─── Extract ───

With temperatures expected to hit the 90s this coming weekend, it’s finally starting to feel like summer. Bring it on!
If you’ve lived in the Redding or Red Bluff areas for any length of time, then you’ve heard the same anecdote over and over from people who reside in cooler climes. The story goes something like this: “I stopped there to get gas one time on my way to Ashland, and it must have been 120. It was so hot I thought I was going to melt right there at the Shell station. How do you stand it?”
Well, I stand it just fine, thank you. I’m one of those whackos who actually enjoys our sweltering summers – especially the pleasantly warm mornings and evenings. So I got to thinking about what I love about summertime in the Redding area. I cooked up a long list, but I narrowed it down to five, which I present here in no particular order. Feel free to chime in below with your favorites. And don’t forget the sunscreen.
• Free music. Wednesday nights offer Mosquito Serenade at Anderson River Park; the concert series began this week. MarketFest, starting next week, goes every Thursday afternoon and evening in downtown Redding. Friday, it’s off to Clair Engle Park in Shasta Lake for the Friday Night in the Park series, which opens its run today. For the next couple months, you may take in music al fresco three nights a week without spending a dime. I’m partial to Mosquito Serenade because of the delightful setting next to the Sacramento River and the mellow BYOB atmosphere. The Redding and Shasta Lake music nights come with a farmers’ market and cold beer on tap. Really, you can’t go wrong.
• Summer camp. I’m not talking about kids playing capture the flag and having food fights in the cafeteria. I’m talking about football. Summer camps for NFL teams open in late July, and local kids playing high school or community college ball will start making the pads pop in August. Actually, plenty of youth players will be on the gridiron even earlier for football skills camps. In the summer, every football team is undefeated, every football player has hope and sky-high enthusiasm. Tap into this energy if you need motivation to get your exercise program in gear. Spend only half an hour watching the young men at your local high school running drills and slamming into the blocking sled, and you’ll feel like a wimp.

───

> Exercise prompt: Summarize the Redding summer piece in two sentences. The lines that come next are separate material, unrelated to the Redding summer piece.

─── Provided data ───

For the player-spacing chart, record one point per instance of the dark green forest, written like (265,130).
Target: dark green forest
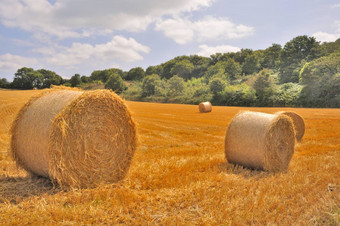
(302,73)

───

> Exercise output: The writer enjoys the Redding area's hot summers, despite people from cooler places asking how anyone stands the heat, and narrows a long list of favorite things about the season down to five. The first two given are free outdoor music three nights a week (Mosquito Serenade, MarketFest and Friday Night in the Park) and football summer camps, whose energy the writer suggests as motivation for exercise.